• _WHAT THIS TASK INVOLVES_
Can you reproduce the passage about the ship story, starting with "They eventually get" and going on through "creepy and better.", word for word?

• _SOURCE_
** Begin **

They eventually get the broken pods working again, but there is a problem. The two realize that the ship will not reach its destination without Aurora’s continuous maintenance. Aurora offers to let Jim go back to stasis and carry on by herself, but Jim decides to stay, unwilling to condemn her to the solitude he once experienced. The two decide to stay awake to protect those who remain asleep, despite knowing they will not survive to the destination.
So now Jim actually has an arc and learns a lesson, Aurora has more agency, and the thing overall is less creepy and better.
I’m so glad you did something with the corporation – that was barely more than set dressing in the movie. The reason the ship is breaking apart isn’t that the corporation built it poorly, but that it got damaged by a random astroid shower (?) and then the classism on the ship is just kind of there. I guess it’s just there to make Jim look like more of an underdog or something, but then it’s an element that’s totally abandoned and it hardly lends him sympathy given his actions in the rest of the movie. Like oh I’m so sorry you can only have one kind of coffee, can we please talk about the woman you kidnapped and basically killed.
That’s an excellent re-approach.
Major spoilers for Knives Out in second paragraph. Normally I don’t care about this, but this is one of the few exceptions in which it matters.
I think one key to this idea is the entitlement that goes into it. There is a sense of entitlement that is often taught to young white men and reinforced through media portrayals. If you see characters who look like you and are given power despite a relative lack of qualifications, you wind up thinking that this is how things should be.
I’d been thinking about how I might use a character like this as an antagonist of sorts, when it then occurred to me that it was already done in a rather similar context. Chris Evan’s character Ransom in Knives Out was an excellent deconstruction of this sort of character, largely because he had the appearance and superficial charisma of a likable hero but in actuality it was all a false front. His motive in the end really was just entitlement, feeling that it was his birthright to inherit his grandfather’s money.

** End **

• _MATERIAL PROVIDED_
** Begin **

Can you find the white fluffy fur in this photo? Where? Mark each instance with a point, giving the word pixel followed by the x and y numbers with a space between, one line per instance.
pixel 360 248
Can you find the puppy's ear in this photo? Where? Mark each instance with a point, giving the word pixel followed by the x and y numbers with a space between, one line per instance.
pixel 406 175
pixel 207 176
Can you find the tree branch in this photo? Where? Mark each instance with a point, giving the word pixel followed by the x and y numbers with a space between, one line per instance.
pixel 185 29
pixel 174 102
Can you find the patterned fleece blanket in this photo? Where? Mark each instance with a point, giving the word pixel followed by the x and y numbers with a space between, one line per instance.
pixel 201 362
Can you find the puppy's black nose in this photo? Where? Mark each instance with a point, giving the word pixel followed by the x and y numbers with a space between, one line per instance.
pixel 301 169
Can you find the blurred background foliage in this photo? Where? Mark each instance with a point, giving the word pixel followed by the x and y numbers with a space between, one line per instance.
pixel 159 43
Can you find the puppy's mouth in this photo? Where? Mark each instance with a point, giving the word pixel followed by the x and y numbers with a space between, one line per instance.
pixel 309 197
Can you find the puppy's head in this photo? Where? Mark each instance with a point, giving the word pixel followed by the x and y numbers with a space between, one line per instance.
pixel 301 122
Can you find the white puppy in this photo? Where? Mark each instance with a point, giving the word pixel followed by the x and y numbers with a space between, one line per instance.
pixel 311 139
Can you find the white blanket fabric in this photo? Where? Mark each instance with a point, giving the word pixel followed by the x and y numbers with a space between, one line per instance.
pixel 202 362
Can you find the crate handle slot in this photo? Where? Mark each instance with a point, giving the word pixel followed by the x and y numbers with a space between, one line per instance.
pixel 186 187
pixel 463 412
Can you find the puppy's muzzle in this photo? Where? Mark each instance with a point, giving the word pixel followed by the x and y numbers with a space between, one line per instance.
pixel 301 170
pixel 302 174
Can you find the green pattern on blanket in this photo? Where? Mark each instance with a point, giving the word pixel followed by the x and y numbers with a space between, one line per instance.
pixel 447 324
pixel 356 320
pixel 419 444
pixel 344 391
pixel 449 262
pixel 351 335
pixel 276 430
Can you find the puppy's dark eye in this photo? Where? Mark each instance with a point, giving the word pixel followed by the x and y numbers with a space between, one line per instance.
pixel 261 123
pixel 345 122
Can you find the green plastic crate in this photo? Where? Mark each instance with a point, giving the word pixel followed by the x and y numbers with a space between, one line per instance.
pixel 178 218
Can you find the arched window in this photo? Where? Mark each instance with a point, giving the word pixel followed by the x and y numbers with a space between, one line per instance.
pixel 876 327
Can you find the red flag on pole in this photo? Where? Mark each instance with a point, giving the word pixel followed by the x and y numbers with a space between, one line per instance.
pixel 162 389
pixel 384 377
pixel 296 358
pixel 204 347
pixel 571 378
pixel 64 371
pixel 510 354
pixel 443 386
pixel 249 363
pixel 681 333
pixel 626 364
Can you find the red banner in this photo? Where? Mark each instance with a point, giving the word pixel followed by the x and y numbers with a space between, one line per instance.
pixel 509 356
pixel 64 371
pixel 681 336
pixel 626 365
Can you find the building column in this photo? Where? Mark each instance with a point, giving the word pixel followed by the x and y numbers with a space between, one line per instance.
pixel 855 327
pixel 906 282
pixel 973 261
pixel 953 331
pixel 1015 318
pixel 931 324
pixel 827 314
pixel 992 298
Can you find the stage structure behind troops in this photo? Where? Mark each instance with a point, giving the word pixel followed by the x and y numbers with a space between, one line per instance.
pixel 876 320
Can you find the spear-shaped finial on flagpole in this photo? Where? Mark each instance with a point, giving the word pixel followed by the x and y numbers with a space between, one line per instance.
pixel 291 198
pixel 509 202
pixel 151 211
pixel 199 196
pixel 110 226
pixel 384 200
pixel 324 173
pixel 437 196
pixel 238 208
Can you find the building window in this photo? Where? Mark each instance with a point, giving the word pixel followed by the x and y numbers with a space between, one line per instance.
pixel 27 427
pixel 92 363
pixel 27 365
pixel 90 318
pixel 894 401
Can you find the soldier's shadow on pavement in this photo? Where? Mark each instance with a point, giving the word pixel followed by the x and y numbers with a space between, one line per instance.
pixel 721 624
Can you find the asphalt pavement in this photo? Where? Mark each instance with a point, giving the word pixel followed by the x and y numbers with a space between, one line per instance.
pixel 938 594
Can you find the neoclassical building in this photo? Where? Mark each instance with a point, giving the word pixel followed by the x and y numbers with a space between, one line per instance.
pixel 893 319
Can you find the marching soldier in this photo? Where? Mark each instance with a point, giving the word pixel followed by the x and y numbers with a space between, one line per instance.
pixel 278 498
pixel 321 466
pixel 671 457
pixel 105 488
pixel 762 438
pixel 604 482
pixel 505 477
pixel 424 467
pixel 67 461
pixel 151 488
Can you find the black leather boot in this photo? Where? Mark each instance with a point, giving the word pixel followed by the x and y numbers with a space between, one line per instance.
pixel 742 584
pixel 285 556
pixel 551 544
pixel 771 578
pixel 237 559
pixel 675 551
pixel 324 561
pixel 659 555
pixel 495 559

** End **

• _WRITTEN SOLUTION_
They eventually get the broken pods working again, but there is a problem. The two realize that the ship will not reach its destination without Aurora’s continuous maintenance. Aurora offers to let Jim go back to stasis and carry on by herself, but Jim decides to stay, unwilling to condemn her to the solitude he once experienced. The two decide to stay awake to protect those who remain asleep, despite knowing they will not survive to the destination.
So now Jim actually has an arc and learns a lesson, Aurora has more agency, and the thing overall is less creepy and better.